◆ What you should do ◆
Express the listing below as a Markdown table with columns Row and Line, covering everything from the start of the listing up to and including the line containing "547 364 L 550". Leave out blank lines.

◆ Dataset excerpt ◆
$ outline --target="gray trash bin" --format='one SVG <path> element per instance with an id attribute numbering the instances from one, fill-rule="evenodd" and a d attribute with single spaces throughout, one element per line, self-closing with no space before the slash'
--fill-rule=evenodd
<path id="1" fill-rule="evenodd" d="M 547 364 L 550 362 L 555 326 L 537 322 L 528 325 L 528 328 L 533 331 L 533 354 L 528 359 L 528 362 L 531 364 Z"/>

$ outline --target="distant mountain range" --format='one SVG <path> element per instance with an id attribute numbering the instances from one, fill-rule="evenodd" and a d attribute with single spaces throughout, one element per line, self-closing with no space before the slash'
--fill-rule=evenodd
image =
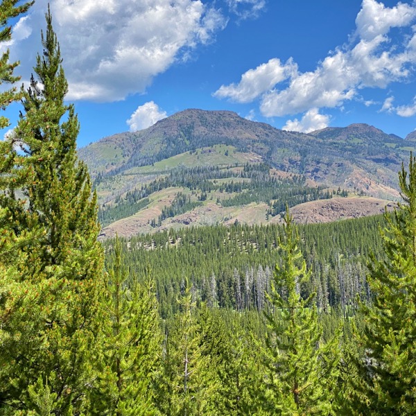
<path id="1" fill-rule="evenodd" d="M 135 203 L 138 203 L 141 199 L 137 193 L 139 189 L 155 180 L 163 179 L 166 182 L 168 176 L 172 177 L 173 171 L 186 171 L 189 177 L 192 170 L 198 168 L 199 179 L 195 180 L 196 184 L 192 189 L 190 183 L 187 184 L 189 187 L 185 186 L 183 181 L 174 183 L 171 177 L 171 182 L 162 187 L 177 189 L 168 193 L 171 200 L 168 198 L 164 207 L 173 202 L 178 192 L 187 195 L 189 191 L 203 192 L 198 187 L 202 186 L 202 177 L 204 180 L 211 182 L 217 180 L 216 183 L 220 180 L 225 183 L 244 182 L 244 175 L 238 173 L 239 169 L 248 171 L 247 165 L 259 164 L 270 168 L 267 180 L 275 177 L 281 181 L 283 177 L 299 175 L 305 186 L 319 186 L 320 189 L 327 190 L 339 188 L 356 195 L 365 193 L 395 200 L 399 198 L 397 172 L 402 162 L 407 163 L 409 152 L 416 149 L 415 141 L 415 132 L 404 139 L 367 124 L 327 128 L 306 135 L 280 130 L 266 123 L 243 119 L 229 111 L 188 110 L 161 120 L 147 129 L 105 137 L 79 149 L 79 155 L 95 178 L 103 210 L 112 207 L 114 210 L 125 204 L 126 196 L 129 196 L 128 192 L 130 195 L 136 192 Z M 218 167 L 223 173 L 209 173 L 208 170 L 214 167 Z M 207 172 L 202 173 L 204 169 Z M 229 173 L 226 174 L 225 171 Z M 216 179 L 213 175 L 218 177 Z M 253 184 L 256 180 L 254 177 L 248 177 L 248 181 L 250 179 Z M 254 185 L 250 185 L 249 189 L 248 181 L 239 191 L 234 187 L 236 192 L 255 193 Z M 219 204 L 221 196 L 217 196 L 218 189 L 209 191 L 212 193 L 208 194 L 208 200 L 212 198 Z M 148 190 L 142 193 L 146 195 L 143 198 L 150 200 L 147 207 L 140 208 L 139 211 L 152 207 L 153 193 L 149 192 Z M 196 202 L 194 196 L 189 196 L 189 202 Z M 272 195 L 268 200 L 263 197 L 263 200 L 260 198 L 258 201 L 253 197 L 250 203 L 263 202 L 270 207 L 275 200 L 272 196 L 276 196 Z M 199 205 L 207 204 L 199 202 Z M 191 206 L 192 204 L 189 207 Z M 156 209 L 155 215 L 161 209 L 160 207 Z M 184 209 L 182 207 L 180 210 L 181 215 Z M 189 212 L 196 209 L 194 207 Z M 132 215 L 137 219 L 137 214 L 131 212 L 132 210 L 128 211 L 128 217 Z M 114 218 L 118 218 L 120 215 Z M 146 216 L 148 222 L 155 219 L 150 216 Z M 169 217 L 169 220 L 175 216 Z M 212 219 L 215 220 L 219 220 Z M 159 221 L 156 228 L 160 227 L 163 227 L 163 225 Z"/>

◆ Reply to the task ◆
| Row | Line |
|---|---|
| 1 | $ outline --target="gray trash bin" --format='one SVG <path> element per instance with an id attribute numbering the instances from one, fill-rule="evenodd" and a d attribute with single spaces throughout, one element per line, self-closing with no space before the slash' |
| 2 | --fill-rule=evenodd |
| 3 | <path id="1" fill-rule="evenodd" d="M 547 364 L 550 362 L 555 326 L 537 322 L 528 325 L 528 328 L 533 331 L 533 354 L 528 359 L 528 362 L 531 364 Z"/> |